==== EXTRACT PROVIDED ====
# Stump Grinders



## climber1423 (Jan 19, 2006)

This weekend I am going to a Vermeer dealer to check out some used stumpers. I think they are 252s'. I was wondering what I should look for or should be cautious about. I guess the good and bad.

Thanks Dan


----------



## climber1423 (Jan 19, 2006)

Anyone???


----------



## howel07264 (Jan 19, 2006)

climber1423 said:


> This weekend I am going to a Vermeer dealer to check out some used stumpers. I think they are 252s'. I was wondering what I should look for or should be cautious about. I guess the good and bad.
> 
> Thanks Dan


 dan, check engine for smoke or knock,check condition of all bearings,engine and final drive belts, service records a plus. my best rec. is to buy a solid diesel, not a gaser. if your going to be working it every day. small stumps a 252 is fine. with the big ones you never have enough power. also you might want to try tree trader.com or ebay to give you some idea what the machines are bringing. good luck. regan


----------



## SilentElk (Jan 20, 2006)

I love 99% vermeer equipment but nothing makes go crazier than using a small vermeer. Not sure how the newest ones are, last couple years, but they are slow! Try a Carlton them Calton's are fast and I would daresay twice as fast at the small vermeer. Bigger vermeer's are good just them dinking little 3 wheeled ones suck.


----------



## climber1423 (Jan 20, 2006)

The stumpers that were going to buy at used gaser. We would get a deisel but ever thing we have is gas and it wont get used everyday. At the most 2-3 times a week. And Vermeer is the closest dealer to us. But thx for the help and any other info will help.

Thx Dan


----------



## dogdad (Jan 20, 2006)

I have a new Vermeer 352 diesel. Works great. I wouldn't want a 252 as I think they have to little power for the larger stumps. Just my 2c's w.
====
**GIVEN EXERCISE 1**
Return the part of the stump grinder thread that opens with the words containing "I love 99% vermeer" and closes with "wheeled ones suck.".
**GIVEN EXERCISE 2**
Answer these from the stump grinder thread:
(a) Which brand's dealer is climber1423 going to visit this weekend?
(b) At most, how often did climber1423 say the grinder would be used?
(c) What machine does dogdad own?
Answer using nothing but the stump grinder thread.
==== DATASET ====
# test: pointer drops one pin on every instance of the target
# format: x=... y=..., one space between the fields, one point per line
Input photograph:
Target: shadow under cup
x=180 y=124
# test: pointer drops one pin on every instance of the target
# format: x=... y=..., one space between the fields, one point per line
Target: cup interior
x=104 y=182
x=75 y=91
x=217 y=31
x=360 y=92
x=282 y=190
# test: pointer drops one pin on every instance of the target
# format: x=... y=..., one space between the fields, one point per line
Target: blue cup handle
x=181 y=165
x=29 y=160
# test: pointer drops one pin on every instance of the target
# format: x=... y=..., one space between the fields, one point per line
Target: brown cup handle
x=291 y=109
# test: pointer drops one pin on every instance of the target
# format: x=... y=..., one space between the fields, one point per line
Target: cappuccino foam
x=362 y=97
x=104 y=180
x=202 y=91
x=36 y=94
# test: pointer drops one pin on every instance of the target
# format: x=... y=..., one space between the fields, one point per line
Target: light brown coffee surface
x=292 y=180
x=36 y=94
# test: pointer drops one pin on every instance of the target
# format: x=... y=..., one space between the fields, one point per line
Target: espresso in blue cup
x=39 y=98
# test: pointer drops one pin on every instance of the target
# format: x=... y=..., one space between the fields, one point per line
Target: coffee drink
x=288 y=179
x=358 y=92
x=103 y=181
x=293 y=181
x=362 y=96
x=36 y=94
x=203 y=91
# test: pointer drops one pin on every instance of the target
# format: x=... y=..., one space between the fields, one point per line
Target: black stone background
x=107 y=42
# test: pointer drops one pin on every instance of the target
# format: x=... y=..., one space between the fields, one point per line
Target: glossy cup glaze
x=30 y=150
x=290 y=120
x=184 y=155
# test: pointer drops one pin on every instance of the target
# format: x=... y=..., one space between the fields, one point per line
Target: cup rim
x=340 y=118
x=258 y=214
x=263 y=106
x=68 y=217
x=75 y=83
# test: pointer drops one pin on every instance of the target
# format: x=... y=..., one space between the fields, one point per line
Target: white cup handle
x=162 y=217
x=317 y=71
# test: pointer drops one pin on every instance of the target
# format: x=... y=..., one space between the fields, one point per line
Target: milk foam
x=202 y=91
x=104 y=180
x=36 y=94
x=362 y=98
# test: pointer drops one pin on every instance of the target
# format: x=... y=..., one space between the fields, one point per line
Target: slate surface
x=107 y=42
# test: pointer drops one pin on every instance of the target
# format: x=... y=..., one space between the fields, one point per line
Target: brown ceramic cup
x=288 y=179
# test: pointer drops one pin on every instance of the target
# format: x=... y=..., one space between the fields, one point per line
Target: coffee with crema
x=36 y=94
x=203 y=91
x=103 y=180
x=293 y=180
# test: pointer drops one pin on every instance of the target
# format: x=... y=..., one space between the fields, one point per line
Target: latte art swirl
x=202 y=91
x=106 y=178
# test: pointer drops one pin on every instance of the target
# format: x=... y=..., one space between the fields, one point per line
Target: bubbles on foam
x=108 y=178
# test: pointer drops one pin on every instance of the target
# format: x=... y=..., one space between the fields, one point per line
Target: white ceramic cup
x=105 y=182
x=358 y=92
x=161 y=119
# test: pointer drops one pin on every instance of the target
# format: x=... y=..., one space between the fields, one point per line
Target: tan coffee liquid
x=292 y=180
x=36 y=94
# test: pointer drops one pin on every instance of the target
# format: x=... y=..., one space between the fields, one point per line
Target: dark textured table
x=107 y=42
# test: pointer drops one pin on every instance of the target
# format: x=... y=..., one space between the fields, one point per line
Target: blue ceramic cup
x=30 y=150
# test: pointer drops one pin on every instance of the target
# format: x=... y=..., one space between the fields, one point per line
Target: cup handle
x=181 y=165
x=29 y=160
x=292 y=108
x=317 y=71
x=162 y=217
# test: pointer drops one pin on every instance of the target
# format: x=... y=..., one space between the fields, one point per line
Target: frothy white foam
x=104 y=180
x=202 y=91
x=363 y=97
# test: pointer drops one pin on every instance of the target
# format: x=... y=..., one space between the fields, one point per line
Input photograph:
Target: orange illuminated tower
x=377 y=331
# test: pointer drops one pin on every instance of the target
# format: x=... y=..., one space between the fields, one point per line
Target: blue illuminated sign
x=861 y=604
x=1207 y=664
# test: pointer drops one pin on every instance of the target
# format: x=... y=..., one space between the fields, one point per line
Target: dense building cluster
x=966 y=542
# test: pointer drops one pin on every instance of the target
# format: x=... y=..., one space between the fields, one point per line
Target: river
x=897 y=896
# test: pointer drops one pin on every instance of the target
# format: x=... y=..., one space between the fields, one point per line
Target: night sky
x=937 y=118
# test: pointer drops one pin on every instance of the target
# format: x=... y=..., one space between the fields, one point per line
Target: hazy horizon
====
**FINAL ANSWER 1**
I love 99% vermeer equipment but nothing makes go crazier than using a small vermeer. Not sure how the newest ones are, last couple years, but they are slow! Try a Carlton them Calton's are fast and I would daresay twice as fast at the small vermeer. Bigger vermeer's are good just them dinking little 3 wheeled ones suck.

**FINAL ANSWER 2**
(a) Vermeer
(b) 2-3 times a week
(c) A new Vermeer 352 diesel